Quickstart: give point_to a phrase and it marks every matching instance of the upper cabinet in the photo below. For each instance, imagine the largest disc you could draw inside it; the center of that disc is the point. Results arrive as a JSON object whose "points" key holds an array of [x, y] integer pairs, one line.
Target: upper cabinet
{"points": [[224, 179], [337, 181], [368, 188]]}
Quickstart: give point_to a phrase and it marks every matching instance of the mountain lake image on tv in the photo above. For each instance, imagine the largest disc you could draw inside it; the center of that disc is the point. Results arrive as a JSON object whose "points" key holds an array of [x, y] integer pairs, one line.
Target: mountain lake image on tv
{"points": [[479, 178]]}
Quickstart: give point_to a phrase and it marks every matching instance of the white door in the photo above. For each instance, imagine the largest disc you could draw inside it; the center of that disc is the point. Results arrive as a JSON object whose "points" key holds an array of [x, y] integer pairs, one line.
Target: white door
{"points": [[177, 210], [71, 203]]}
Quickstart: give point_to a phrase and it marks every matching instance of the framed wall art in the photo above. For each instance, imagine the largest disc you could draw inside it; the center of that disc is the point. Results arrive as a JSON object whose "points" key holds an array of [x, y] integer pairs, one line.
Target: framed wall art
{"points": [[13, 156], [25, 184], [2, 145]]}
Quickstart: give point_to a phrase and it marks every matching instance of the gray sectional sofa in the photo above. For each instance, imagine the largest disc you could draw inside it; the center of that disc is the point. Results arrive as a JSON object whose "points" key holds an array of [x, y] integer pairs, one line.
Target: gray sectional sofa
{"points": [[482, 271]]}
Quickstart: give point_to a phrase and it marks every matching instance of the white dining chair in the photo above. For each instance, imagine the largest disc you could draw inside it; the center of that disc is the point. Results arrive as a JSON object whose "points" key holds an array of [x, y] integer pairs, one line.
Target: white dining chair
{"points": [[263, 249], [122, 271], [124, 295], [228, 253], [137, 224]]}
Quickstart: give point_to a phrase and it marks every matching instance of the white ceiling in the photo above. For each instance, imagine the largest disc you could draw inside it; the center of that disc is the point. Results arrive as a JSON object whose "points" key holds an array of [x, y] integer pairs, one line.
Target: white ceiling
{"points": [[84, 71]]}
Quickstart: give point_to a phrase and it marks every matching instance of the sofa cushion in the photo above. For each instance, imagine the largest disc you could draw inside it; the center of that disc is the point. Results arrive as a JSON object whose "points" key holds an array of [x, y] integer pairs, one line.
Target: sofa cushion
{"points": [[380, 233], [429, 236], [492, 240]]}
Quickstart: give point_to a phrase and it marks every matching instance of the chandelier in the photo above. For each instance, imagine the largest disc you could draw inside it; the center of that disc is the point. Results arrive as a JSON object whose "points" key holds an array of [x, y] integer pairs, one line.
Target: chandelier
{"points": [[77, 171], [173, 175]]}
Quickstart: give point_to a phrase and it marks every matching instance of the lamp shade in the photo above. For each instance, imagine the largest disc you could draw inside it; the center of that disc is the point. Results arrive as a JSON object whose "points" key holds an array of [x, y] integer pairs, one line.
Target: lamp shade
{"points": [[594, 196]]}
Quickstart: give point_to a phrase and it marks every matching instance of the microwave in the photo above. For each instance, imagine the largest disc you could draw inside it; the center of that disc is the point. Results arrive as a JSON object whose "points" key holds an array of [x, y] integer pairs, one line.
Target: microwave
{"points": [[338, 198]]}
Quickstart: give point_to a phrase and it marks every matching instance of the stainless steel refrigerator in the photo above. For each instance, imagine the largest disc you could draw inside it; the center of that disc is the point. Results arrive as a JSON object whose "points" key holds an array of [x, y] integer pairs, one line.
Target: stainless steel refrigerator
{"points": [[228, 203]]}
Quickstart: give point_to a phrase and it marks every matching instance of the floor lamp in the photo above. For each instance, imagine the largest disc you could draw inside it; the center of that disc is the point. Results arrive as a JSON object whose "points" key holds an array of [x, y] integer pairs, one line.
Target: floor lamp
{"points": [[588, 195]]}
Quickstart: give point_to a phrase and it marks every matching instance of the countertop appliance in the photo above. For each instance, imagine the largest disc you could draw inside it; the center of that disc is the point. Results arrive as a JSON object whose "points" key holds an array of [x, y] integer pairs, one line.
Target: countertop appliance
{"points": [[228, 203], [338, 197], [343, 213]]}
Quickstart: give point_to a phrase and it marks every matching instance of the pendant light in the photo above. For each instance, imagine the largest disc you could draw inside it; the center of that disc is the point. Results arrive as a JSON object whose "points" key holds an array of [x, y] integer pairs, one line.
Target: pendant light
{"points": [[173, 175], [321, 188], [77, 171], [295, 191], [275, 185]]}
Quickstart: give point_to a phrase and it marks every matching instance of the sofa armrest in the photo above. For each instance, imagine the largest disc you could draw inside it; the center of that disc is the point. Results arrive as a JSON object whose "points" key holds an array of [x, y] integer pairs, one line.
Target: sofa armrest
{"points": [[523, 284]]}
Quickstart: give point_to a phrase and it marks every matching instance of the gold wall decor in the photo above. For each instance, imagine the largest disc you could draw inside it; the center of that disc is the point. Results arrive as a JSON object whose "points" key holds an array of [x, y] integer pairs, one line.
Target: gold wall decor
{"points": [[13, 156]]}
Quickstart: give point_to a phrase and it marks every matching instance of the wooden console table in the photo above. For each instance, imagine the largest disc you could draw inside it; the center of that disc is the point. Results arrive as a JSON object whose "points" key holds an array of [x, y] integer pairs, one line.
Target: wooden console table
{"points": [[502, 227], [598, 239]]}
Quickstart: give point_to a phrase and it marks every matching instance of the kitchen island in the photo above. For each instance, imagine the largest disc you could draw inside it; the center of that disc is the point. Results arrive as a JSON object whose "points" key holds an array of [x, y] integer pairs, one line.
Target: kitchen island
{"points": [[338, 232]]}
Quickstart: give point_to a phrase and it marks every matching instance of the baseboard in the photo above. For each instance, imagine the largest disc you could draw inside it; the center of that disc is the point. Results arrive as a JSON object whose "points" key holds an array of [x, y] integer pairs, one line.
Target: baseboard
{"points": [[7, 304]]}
--------------------------------
Stated task ▸ Output every line of the entries above as a JSON list of strings, one string per line, with blank lines omitted.

Problem solution ▸
[
  "Quickstart: give point_to a phrase and it marks every matching instance of the upper cabinet in the photo below. For each instance, imagine the largest disc you could draw inside it; the center of that disc is the point. Results arrive as a JSON object whose \"points\" key holds an array of [x, y] integer pairs, one line.",
  "Target: upper cabinet",
  "{\"points\": [[224, 179], [337, 181], [368, 188]]}",
  "Quickstart: give point_to a phrase and it marks every matching instance of the mountain lake image on tv in the photo above. For each instance, imagine the largest disc you could draw inside it; the center of that disc is the point. Results arrive as a JSON object whose \"points\" key holds an array of [x, y] integer pairs, one line.",
  "Target: mountain lake image on tv",
  "{\"points\": [[479, 178]]}",
  "Quickstart: give point_to a phrase and it marks every matching instance of the white door in the photo above. For each instance, imagine the largest disc you could draw inside it; the center of that disc is the point. Results arrive as a JSON object whose \"points\" key holds an array of [x, y] integer pairs, one line.",
  "Target: white door",
  "{\"points\": [[177, 210], [71, 203]]}",
  "Quickstart: give point_to a phrase and it marks every matching instance of the framed wall art in the photo above. For each instance, imagine the largest disc you could draw inside it; the center of that disc is the point. Results arrive as a JSON object whose \"points\" key holds an array of [x, y] integer pairs, one line.",
  "Target: framed wall art",
  "{\"points\": [[13, 156], [25, 184], [2, 145]]}",
  "Quickstart: give point_to a phrase and it marks every matching instance of the gray sectional sofa in the photo above. For each instance, imagine the largest disc you could draw inside it; the center of that disc is the point. Results arrive as a JSON object whose \"points\" key holds an array of [x, y] integer pairs, one line.",
  "Target: gray sectional sofa",
  "{\"points\": [[482, 271]]}",
  "Quickstart: give point_to a phrase and it marks every matching instance of the white dining chair in the photo above. For each instance, imagine the largest disc you could draw inside it; the center of that disc is the point. Results arrive as a JSON object whose \"points\" key holds an array of [x, y] integer pairs, one line.",
  "Target: white dining chair",
  "{\"points\": [[263, 249], [122, 271], [124, 295], [228, 253], [137, 224]]}",
  "Quickstart: give point_to a phrase and it marks every matching instance of the white ceiling in the photo above. For each instance, imagine the largest disc you could draw inside it; the center of that disc is the point. Results arrive as a JSON object whose \"points\" key holds an array of [x, y] integer pairs, one line.",
  "Target: white ceiling",
  "{\"points\": [[84, 71]]}",
  "Quickstart: give point_to a phrase and it marks every matching instance of the sofa cushion in the photo above. For each instance, imagine the largest disc you could draw inside it; the center of that disc is the point. Results arrive as a JSON object whose \"points\" key holds an array of [x, y] integer pairs, one line.",
  "Target: sofa cushion",
  "{\"points\": [[380, 233], [429, 236], [492, 240]]}",
  "Quickstart: give point_to a phrase and it marks every matching instance of the chandelier in the photo above. For each instance, imagine the largest disc you could draw inside it; the center of that disc is the point. Results arrive as a JSON object whose \"points\" key holds an array of [x, y] integer pairs, one line.",
  "Target: chandelier",
  "{\"points\": [[77, 171], [173, 175]]}",
  "Quickstart: give point_to a phrase and it marks every matching instance of the lamp shade in the photo above. For each instance, imagine the largest disc you could draw inside it; the center of that disc is the point. Results arrive as a JSON object whose \"points\" key holds an array of [x, y] integer pairs, one line.",
  "Target: lamp shade",
  "{\"points\": [[594, 196]]}",
  "Quickstart: give point_to a phrase and it marks every matching instance of the microwave in the photo above. For each instance, imagine the largest disc you could draw inside it; the center of that disc is the point. Results arrive as a JSON object whose \"points\" key holds an array of [x, y] integer pairs, one line.",
  "Target: microwave",
  "{\"points\": [[338, 198]]}",
  "Quickstart: give point_to a phrase and it marks every matching instance of the stainless steel refrigerator in the photo above. For each instance, imagine the largest disc you could draw inside it; the center of that disc is the point. Results arrive as a JSON object whose \"points\" key holds an array of [x, y] integer pairs, one line.",
  "Target: stainless steel refrigerator",
  "{\"points\": [[228, 203]]}",
  "Quickstart: give point_to a phrase and it marks every matching instance of the floor lamp in the photo above. For each instance, imagine the largest disc you could draw inside it; the center of that disc is the point. Results arrive as a JSON object whose \"points\" key holds an array of [x, y] integer pairs, one line.",
  "Target: floor lamp",
  "{\"points\": [[588, 195]]}",
  "Quickstart: give point_to a phrase and it marks every matching instance of the countertop appliance in the photo above. For each instance, imagine the largest disc you could draw inside it; the center of that disc is the point. Results arrive as a JSON object whose \"points\" key holds an array of [x, y] integer pairs, one line.",
  "Target: countertop appliance",
  "{\"points\": [[228, 203], [338, 197], [343, 213]]}",
  "Quickstart: give point_to a phrase and it marks every matching instance of the pendant light in the photo above. For each instance, imagine the largest disc you could draw inside it; the center of that disc is the point. Results arrive as a JSON object whose \"points\" key holds an array of [x, y] integer pairs, one line.",
  "Target: pendant light",
  "{\"points\": [[173, 175], [321, 188], [77, 171], [295, 191], [275, 185]]}",
  "Quickstart: give point_to a phrase and it marks every matching instance of the sofa armrest in the photo above. For each instance, imagine the largest disc you could draw inside it; the center of that disc is the point. Results arrive as a JSON object whose \"points\" key holds an array of [x, y] integer pairs, one line.",
  "Target: sofa armrest",
  "{\"points\": [[523, 284]]}",
  "Quickstart: give point_to a phrase and it marks every matching instance of the gold wall decor in the photo above. For each instance, imagine the largest disc you could draw inside it; the center of that disc is the point. Results arrive as a JSON object whose \"points\" key holds an array of [x, y] integer pairs, one line.",
  "Target: gold wall decor",
  "{\"points\": [[13, 156]]}",
  "Quickstart: give point_to a phrase and it marks every matching instance of the wooden console table in the photo above. For each instance, imagine the largest disc you could draw inside it; the center of that disc is the point. Results arrive as a JSON object whose \"points\" key holds an array of [x, y] integer pairs, one line.",
  "Target: wooden console table",
  "{\"points\": [[502, 227], [598, 239]]}",
  "Quickstart: give point_to a phrase and it marks every matching instance of the kitchen island in the photo above. For each instance, imagine the largest disc you could draw inside it; the center of that disc is the point. Results arrive as a JSON object whose \"points\" key holds an array of [x, y] integer pairs, one line.",
  "Target: kitchen island",
  "{\"points\": [[338, 232]]}",
  "Quickstart: give point_to a phrase and it marks every matching instance of the baseboard in the photo above. For each instance, imagine the largest disc you could draw inside it; the center of that disc is the point. Results arrive as a JSON object whose \"points\" key holds an array of [x, y] integer pairs, one line.",
  "Target: baseboard",
  "{\"points\": [[7, 304]]}"
]